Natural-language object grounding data
-------------------------

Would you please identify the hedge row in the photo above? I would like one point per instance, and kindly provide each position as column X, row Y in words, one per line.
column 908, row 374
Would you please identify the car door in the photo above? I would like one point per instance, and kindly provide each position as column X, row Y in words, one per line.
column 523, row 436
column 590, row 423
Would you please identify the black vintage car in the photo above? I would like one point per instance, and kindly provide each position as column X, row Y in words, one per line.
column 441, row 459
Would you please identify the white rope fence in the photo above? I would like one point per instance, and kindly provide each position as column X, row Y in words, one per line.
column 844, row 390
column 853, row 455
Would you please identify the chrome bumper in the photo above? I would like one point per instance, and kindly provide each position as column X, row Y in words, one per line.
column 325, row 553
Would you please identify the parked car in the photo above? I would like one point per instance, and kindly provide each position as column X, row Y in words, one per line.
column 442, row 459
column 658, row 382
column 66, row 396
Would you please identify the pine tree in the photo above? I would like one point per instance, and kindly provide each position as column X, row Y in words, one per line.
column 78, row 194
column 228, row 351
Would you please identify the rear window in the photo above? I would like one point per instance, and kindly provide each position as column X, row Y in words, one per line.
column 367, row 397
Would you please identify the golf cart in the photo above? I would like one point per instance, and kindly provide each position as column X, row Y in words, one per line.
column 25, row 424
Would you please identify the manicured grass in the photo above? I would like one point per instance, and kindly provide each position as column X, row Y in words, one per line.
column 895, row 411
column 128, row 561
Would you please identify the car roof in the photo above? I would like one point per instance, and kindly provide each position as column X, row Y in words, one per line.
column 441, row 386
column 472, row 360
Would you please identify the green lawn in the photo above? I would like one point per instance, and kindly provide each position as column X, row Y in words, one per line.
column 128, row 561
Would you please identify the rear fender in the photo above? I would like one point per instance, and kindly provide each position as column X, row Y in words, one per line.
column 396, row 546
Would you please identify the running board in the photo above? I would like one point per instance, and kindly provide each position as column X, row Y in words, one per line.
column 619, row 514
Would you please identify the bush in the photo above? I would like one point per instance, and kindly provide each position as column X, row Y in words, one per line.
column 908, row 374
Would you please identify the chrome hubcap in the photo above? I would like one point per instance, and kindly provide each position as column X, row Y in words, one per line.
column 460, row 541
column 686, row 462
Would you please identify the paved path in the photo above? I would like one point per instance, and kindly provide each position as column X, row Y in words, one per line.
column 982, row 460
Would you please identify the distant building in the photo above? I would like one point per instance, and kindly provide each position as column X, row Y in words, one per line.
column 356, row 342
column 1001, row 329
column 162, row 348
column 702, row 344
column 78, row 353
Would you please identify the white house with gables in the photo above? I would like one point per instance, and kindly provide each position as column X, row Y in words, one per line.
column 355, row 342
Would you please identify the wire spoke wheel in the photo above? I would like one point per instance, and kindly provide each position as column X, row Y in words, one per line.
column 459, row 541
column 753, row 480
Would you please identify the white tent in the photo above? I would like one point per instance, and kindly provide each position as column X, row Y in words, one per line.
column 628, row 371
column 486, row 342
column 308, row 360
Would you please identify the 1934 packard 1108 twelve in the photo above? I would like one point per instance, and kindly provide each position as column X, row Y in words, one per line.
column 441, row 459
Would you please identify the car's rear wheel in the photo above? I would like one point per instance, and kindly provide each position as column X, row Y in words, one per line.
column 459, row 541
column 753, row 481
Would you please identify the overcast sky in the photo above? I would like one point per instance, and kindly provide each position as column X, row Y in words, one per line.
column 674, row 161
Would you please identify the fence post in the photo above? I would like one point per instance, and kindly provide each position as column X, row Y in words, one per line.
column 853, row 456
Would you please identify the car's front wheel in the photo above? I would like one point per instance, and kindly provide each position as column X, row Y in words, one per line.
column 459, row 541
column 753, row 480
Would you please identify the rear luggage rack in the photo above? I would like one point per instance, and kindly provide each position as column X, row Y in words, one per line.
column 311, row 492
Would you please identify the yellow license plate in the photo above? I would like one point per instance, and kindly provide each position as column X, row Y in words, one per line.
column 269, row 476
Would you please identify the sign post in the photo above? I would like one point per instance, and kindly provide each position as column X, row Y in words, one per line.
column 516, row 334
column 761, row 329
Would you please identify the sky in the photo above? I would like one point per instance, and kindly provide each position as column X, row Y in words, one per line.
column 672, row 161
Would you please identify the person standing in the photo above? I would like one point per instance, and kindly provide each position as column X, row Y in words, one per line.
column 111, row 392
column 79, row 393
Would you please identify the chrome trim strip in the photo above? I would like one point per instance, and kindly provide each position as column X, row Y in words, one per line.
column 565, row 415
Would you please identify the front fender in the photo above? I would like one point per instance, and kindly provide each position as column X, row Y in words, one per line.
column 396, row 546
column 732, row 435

-------------------------

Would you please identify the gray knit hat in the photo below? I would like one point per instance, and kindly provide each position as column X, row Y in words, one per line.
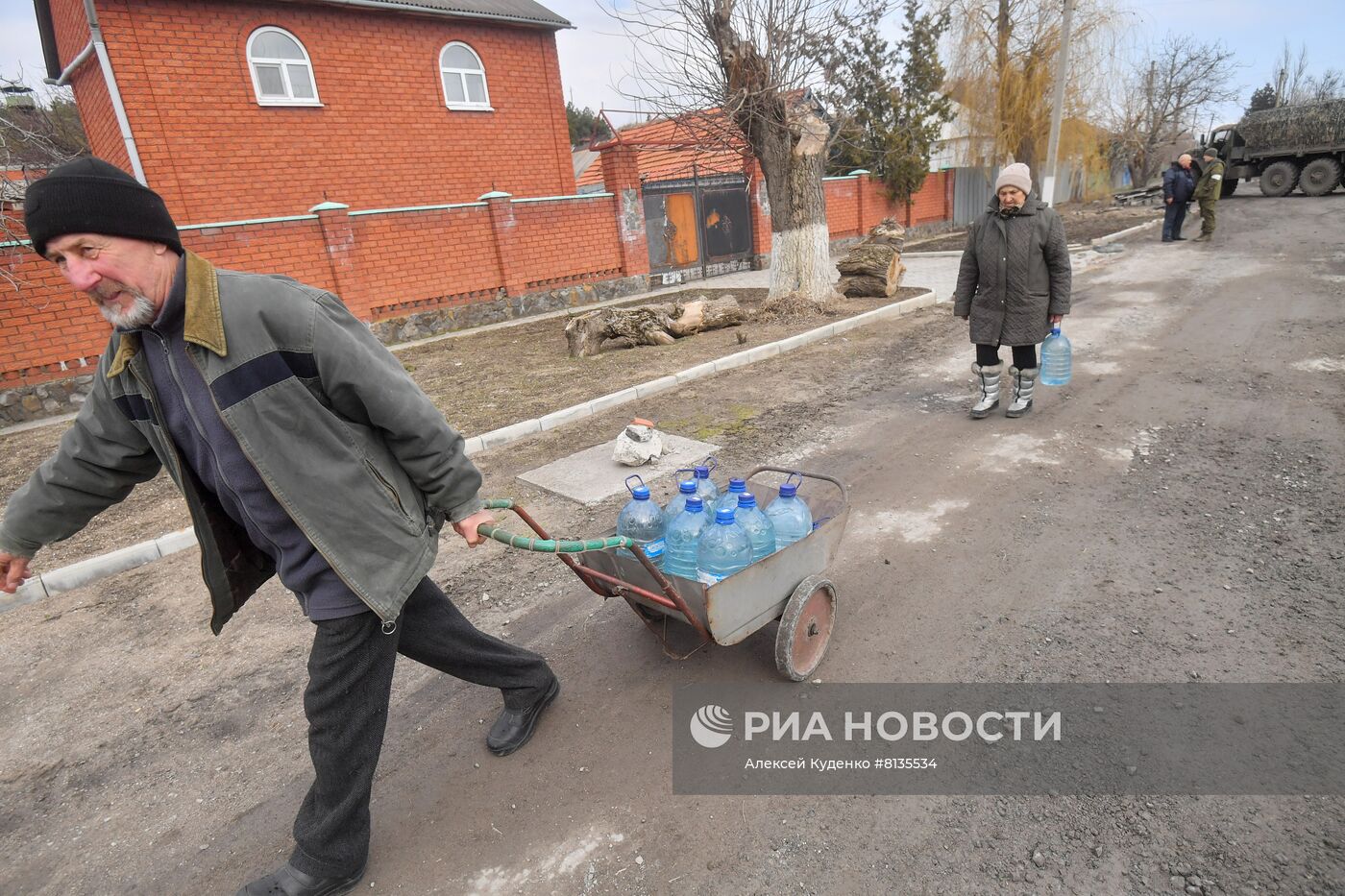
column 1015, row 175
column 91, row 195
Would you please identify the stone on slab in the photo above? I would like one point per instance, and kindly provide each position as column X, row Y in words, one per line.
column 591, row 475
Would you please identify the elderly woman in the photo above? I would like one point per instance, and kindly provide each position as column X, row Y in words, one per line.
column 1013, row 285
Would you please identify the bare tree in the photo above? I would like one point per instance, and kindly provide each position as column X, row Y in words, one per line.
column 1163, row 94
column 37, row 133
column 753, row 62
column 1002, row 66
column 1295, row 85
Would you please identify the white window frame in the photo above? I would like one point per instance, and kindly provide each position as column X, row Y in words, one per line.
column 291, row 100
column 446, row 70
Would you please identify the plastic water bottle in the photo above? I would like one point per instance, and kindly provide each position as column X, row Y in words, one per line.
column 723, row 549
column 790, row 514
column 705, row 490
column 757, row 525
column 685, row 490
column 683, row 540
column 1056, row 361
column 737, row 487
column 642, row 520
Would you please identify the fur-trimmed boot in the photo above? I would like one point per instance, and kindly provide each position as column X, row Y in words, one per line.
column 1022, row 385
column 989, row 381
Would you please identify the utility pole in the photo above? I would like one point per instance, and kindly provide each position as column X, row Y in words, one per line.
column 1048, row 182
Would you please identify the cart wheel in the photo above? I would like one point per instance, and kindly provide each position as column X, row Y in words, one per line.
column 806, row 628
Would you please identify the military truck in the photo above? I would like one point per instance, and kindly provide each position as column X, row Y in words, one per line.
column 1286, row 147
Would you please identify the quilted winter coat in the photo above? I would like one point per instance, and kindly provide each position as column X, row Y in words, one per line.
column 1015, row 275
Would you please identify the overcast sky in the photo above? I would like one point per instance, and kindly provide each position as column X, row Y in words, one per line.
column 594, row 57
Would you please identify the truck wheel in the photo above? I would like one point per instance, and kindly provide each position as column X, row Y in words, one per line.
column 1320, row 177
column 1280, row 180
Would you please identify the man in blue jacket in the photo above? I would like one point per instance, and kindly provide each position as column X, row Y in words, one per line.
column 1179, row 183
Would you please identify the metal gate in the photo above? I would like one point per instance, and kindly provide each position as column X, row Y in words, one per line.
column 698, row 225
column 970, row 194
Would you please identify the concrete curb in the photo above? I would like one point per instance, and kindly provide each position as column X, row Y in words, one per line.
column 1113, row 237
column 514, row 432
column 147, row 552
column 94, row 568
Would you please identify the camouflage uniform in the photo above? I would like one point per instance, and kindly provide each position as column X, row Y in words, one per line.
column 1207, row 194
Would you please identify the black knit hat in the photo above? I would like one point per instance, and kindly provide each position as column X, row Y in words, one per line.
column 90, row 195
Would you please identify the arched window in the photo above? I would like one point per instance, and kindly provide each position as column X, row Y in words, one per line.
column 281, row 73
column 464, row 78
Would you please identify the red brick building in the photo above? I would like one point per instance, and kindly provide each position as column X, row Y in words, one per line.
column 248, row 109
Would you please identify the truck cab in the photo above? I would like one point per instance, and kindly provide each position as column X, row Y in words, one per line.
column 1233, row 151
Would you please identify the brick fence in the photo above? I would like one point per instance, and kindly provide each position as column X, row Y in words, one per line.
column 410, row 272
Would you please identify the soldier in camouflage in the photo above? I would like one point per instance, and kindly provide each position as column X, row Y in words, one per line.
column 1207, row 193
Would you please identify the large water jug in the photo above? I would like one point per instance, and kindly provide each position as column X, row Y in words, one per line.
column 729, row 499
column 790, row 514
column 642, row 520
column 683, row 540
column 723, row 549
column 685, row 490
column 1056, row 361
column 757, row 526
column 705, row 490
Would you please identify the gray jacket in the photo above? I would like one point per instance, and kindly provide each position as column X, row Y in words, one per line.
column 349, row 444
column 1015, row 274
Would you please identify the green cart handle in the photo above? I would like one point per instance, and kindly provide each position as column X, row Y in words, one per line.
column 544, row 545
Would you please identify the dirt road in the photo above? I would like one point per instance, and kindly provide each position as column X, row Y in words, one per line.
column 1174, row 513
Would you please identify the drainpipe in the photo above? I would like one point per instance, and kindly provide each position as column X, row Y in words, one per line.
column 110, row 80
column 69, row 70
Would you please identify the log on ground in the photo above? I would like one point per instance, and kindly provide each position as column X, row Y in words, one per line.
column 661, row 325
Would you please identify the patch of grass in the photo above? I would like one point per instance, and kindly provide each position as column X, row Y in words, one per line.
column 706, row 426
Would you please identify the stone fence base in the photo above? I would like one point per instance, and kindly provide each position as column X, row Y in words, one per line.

-------------------------

Work request | Reprint exactly the lines above that start at the one with "Would you please identify the log" and end at the one with "Would you please identify the stone fence", keeping both and adding none.

Exercise output |
Would you please identify the log on ground in the photo above? I would like one point per instance, and kindly provide each position as column X, row Y in words, one per line.
column 661, row 325
Would you please identify the patch of grass in the photo above? I would like one point per instance, and kindly provide each position as column X, row Y in words, one per line.
column 706, row 426
Would you please identify the stone fence base in the photo above? I would like one point per instance, and kindly provide each position as column X, row Y in words, one per line.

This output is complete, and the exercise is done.